**Task requirements**
Every record that follows needs to be written out again, exactly.

**Raw data**
....................

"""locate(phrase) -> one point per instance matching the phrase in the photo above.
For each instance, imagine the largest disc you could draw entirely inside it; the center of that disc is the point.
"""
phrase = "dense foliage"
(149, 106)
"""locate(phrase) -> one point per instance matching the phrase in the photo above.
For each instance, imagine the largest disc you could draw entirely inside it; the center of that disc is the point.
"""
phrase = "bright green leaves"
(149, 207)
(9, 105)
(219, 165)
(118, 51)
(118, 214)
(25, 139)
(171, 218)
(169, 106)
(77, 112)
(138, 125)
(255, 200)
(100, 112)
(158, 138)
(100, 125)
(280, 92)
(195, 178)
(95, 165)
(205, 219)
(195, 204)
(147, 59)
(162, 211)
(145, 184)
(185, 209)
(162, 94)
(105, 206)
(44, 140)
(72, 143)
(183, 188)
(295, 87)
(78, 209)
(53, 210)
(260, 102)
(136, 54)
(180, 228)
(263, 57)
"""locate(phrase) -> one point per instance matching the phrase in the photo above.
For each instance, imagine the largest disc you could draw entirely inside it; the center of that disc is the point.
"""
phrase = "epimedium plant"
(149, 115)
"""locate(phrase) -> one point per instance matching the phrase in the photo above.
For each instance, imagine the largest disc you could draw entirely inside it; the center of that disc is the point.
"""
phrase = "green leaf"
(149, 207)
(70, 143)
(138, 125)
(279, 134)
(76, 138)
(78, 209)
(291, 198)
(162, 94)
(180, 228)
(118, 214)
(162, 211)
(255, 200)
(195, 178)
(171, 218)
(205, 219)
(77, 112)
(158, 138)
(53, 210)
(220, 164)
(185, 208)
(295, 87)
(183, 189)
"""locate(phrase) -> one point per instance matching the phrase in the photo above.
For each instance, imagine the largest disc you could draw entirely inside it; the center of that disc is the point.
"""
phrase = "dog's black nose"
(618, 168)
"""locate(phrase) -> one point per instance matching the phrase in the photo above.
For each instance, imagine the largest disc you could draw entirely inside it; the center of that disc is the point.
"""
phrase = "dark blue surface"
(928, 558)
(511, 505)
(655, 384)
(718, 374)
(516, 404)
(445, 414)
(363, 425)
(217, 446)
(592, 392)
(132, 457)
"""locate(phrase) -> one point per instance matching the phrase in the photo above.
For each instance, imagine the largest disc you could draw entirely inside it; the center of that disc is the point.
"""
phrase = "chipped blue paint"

....................

**Written answer**
"""locate(phrase) -> one point per instance matching the phrase in the photo above.
For each instance, imagine the largest disc you could draw entirely inside it; the center of that disc is the point.
"""
phrase = "dense foliage"
(149, 106)
"""locate(phrase) -> one point per instance matching the phrase in the photo above.
For each instance, imagine the largest disc you could draw entirely inside it; the center of that disc is the point.
"""
phrase = "bright green leaves"
(149, 207)
(9, 105)
(219, 165)
(118, 51)
(118, 214)
(25, 139)
(171, 218)
(169, 106)
(77, 112)
(138, 125)
(255, 200)
(100, 112)
(158, 138)
(100, 125)
(280, 92)
(195, 178)
(95, 165)
(205, 219)
(195, 204)
(147, 59)
(162, 211)
(145, 184)
(185, 209)
(162, 94)
(105, 206)
(44, 140)
(72, 143)
(183, 188)
(295, 87)
(78, 209)
(53, 210)
(260, 102)
(136, 54)
(180, 228)
(263, 57)
"""locate(phrase) -> one point per instance matching the phrase in the photo above.
For each instance, imagine the largest disc you could draw entirely inside it; the center of that disc is the point.
"""
phrase = "epimedium plant"
(149, 115)
"""locate(phrase) -> one point per instance matching the phrase in the photo above.
For each instance, imagine the largest disc you could draw entirely inside it; the center of that disc is the point.
"""
phrase = "green leaf"
(149, 207)
(70, 143)
(138, 125)
(279, 134)
(76, 138)
(78, 209)
(291, 198)
(162, 94)
(180, 228)
(118, 214)
(162, 211)
(255, 200)
(195, 178)
(171, 218)
(205, 219)
(77, 112)
(158, 138)
(53, 210)
(220, 164)
(185, 208)
(295, 87)
(183, 189)
"""locate(phrase) -> one point per instance matching the phrase in the photo above.
For each instance, imagine the largest disc you could draw entirely inside it; the center of that disc is the point.
"""
phrase = "dog's black nose"
(618, 168)
"""locate(phrase) -> one point per instance matching the phrase in the photo above.
For each instance, imagine the largest disc you could draw entirely inside it; the center of that disc is the point.
"""
phrase = "dark blue surface"
(928, 558)
(511, 505)
(655, 384)
(718, 374)
(516, 404)
(445, 414)
(363, 425)
(217, 446)
(592, 392)
(132, 457)
"""locate(phrase) -> one point per instance matching the phrase in the photo above.
For each instance, imagine the largest disc you could draw entirely inside it; the center of that disc is the point.
"""
phrase = "chipped blue paint"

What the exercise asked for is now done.